Work to complete: Please output every line of the items below as a numbered list, leaving out any blank lines.

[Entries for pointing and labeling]
= = = = =
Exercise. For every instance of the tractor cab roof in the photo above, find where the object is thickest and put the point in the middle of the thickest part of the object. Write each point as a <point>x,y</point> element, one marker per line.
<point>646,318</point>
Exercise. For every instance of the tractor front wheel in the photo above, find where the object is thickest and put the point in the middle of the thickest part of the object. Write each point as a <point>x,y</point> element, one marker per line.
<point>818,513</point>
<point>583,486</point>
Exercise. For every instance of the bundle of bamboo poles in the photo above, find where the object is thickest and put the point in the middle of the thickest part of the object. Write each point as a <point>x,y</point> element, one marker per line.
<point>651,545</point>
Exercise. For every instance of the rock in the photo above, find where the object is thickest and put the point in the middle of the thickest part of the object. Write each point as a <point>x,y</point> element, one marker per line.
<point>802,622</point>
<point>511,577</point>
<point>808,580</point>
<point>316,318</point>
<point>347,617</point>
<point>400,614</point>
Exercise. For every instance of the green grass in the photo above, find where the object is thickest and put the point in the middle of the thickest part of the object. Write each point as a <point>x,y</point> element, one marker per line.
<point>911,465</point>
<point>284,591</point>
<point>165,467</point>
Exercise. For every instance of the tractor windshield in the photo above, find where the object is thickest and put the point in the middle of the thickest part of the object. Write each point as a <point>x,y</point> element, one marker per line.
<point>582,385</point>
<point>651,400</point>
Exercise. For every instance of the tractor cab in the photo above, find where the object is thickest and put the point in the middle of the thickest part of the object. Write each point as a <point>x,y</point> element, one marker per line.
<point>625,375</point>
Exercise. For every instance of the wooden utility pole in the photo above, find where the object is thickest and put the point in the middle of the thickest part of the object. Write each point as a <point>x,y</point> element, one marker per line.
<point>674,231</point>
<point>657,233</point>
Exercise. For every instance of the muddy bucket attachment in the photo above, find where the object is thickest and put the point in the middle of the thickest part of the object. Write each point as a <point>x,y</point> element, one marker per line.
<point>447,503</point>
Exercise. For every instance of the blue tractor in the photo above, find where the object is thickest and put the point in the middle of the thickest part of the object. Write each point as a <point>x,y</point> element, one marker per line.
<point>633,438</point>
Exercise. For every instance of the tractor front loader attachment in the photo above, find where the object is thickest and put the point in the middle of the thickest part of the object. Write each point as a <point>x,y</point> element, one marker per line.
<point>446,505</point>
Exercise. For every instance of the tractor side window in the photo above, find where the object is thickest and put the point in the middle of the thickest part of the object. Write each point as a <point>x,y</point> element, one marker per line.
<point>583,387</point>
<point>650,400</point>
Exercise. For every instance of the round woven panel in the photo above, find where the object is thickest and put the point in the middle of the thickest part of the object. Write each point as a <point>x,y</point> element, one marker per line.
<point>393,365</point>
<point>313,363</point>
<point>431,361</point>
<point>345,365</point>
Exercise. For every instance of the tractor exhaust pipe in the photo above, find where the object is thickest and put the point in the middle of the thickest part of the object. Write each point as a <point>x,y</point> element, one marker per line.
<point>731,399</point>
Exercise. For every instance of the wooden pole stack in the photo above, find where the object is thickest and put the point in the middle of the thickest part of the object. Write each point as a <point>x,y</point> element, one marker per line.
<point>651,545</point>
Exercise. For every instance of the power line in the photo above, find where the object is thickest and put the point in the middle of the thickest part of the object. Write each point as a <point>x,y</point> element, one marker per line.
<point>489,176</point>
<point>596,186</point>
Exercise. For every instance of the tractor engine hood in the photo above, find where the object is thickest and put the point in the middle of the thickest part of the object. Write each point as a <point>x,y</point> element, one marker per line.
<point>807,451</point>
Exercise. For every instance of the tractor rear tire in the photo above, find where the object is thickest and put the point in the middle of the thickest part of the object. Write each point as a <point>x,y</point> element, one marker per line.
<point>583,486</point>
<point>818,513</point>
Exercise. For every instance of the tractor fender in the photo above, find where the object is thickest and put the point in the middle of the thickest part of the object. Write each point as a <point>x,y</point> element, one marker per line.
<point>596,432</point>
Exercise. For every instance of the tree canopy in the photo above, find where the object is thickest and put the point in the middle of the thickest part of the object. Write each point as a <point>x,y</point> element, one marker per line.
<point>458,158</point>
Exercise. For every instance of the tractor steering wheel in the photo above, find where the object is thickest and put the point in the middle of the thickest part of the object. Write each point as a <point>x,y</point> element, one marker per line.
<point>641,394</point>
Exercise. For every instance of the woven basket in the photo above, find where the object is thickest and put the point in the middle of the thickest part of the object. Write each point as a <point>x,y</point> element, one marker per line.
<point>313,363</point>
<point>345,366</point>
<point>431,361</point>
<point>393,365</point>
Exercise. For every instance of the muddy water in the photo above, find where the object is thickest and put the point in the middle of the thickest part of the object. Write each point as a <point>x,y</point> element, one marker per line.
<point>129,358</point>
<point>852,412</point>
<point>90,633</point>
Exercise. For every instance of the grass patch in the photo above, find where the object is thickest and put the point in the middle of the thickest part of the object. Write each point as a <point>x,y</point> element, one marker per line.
= = = = =
Answer:
1. Exercise. For every instance of the tractor cab roof in the photo above, find where the object is thickest and put the point in the middle of the thickest part of the object. Write each point as a <point>x,y</point> element, one marker per line.
2. <point>646,318</point>
3. Exercise. For every instance of the tractor front wheel in the photo above, find where the object is thickest and put the point in the middle of the thickest part of the object. Write each point as a <point>x,y</point> element, one marker per line.
4. <point>818,513</point>
5. <point>583,486</point>
6. Exercise. For every instance of the bundle of bamboo poles in the photo above, find where the object is thickest and put the point in the middle of the thickest part of the object. Write each point as a <point>x,y</point> element, one marker per line.
7. <point>651,545</point>
8. Exercise. For every instance of the rock in the photo above, find where the object is thickest and put the point in the middle of the thickest part of the object. Write each point as a <point>x,y</point> element, one marker per line.
9. <point>802,622</point>
10. <point>511,577</point>
11. <point>808,580</point>
12. <point>316,318</point>
13. <point>347,617</point>
14. <point>400,614</point>
15. Exercise. For every instance of the green grass in the photo above, find where the object is thickest and put the point in the middle of the thickest part of the object. Write each point as a <point>x,y</point> element, one marker per line.
16. <point>911,465</point>
17. <point>284,591</point>
18. <point>165,467</point>
19. Exercise. For every instance of the tractor windshield in the photo above, find where the object is thickest and put the point in the middle of the thickest part of the object. Write each point as a <point>x,y</point> element, one marker per line.
20. <point>582,385</point>
21. <point>651,400</point>
22. Exercise. For every instance of the tractor cab in the photo above, find where the object is thickest and put the point in the middle of the thickest part of the object. Write each point as a <point>x,y</point> element, one marker per line.
23. <point>625,375</point>
24. Exercise. For every instance of the wooden utility pole in the photo above, find where the object is thickest and put the point in the middle of the thickest part of the object. Write each point as a <point>x,y</point> element, one marker per line.
25. <point>674,231</point>
26. <point>657,233</point>
27. Exercise. For every instance of the muddy bucket attachment in the photo above, find where the object is thickest and put the point in the middle of the thickest part of the object. Write each point as a <point>x,y</point> element, one marker per line.
28. <point>447,503</point>
29. Exercise. For every instance of the blue tractor in the photo above, find where the object is thickest and put the point in the middle of the thickest part of the object. Write each point as a <point>x,y</point> element, one marker per line.
30. <point>633,438</point>
31. Exercise. For every instance of the tractor front loader attachment in the photo above, find where the object is thickest and put the point in the middle of the thickest part of the object. Write each point as a <point>x,y</point> element, one marker per line.
32. <point>446,505</point>
33. Exercise. For every instance of the tractor side window in the photo above, find where the object is thickest and put the point in the middle of the thickest part of the object. Write each point as a <point>x,y</point> element, one marker per line.
34. <point>583,387</point>
35. <point>650,400</point>
36. Exercise. For every instance of the round woven panel in the photo above, find where the object is thickest and put the point in the middle of the thickest part of the object. Write each point as a <point>x,y</point> element, one marker per line.
37. <point>393,365</point>
38. <point>313,363</point>
39. <point>431,361</point>
40. <point>345,365</point>
41. Exercise. For every instance of the tractor exhaust pipe in the photo above, find where the object is thickest and put the point in the middle of the thickest part of the object. Write each point as a <point>x,y</point> element, one marker per line.
42. <point>731,399</point>
43. Exercise. For every instance of the wooden pole stack in the photo above, find where the object is thickest and put the point in the middle of the thickest part of the object. Write each point as a <point>x,y</point> element, one marker per line.
44. <point>651,545</point>
45. Exercise. For every instance of the power line in the photo above, find where the object is thickest and put the point in the middle of the thickest part of the object. Write each point as a <point>x,y</point> element, one marker per line.
46. <point>489,176</point>
47. <point>596,186</point>
48. Exercise. For every instance of the tractor engine hood in the photo above, find where the object is thickest and put the point in the middle of the thickest part of the object. Write each point as a <point>x,y</point> element, one marker per line.
49. <point>807,451</point>
50. Exercise. For every instance of the tractor rear tire in the photo above, find where the object is thickest and put the point in the middle of the thickest part of the object. Write each point as a <point>x,y</point> element, one marker per line.
51. <point>583,486</point>
52. <point>818,513</point>
53. Exercise. For every instance of the tractor fender in the photo above, find where the object is thickest and put the point in the middle of the thickest part of the object. Write each point as a <point>x,y</point> element, one marker per line.
54. <point>596,432</point>
55. Exercise. For every instance of the tree canopy in the photo above, find where the object is thickest and put the point in the middle of the thickest part of the object. Write each point as a <point>x,y</point> element, one marker per line.
56. <point>458,158</point>
57. Exercise. For every instance of the tractor steering wheel in the photo above, find where the object is thickest and put the point in the middle of the thickest part of the object. Write each point as a <point>x,y</point> element, one marker per line.
58. <point>641,394</point>
59. Exercise. For every instance of the woven basket in the photo above, find where the object is thickest and put the point in the middle of the thickest part of the object. Write each point as a <point>x,y</point> element, one marker per line.
60. <point>313,363</point>
61. <point>345,366</point>
62. <point>431,361</point>
63. <point>393,365</point>
64. Exercise. For every instance of the muddy water in the photo above, find where the object is thickest and put the point in the middle of the thickest part of the object. Write each point as a <point>x,y</point> element, one marker per line.
65. <point>129,358</point>
66. <point>852,412</point>
67. <point>90,633</point>
68. Exercise. For every instance of the grass patch in the photo above, find where the object is thickest and put the point in the middle of the thickest part of the object. Write each point as a <point>x,y</point> element, one marker per line.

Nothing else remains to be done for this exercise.